• **INFORMATION SHOWN**:

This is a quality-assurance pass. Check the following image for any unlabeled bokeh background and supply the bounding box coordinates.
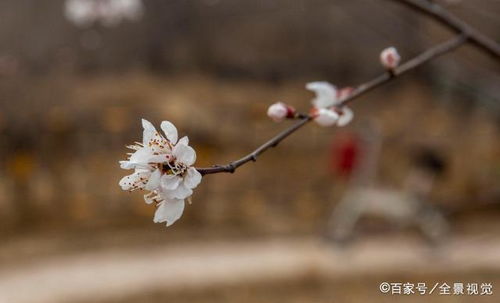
[0,0,500,303]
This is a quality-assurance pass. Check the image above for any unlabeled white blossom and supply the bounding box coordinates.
[313,108,339,126]
[267,102,295,122]
[306,82,354,126]
[64,0,144,26]
[119,119,201,226]
[380,47,401,70]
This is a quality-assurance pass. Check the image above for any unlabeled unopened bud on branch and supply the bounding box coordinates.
[310,107,339,126]
[380,47,401,71]
[267,102,295,122]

• **WHAT NEEDS TO BE DONE**: Can you copy out all of the data above word for word, leaving out the picture?

• **RESPONSE**:
This is a quality-assurance pass. Check the following image for any unlabeled bokeh background and supply the bounding box coordinates.
[0,0,500,303]
This is a quality-assurance pass. Check the image above for any unlabeled white blossom and supply the bounding box coordinates.
[313,108,339,126]
[267,102,295,122]
[306,82,354,126]
[64,0,144,26]
[119,119,201,226]
[380,47,401,70]
This is a quality-assurance pass. Check the image above for any unlabeled unopened bud on branch and supply the bounding box coordinates.
[310,107,339,126]
[380,47,401,71]
[267,102,295,122]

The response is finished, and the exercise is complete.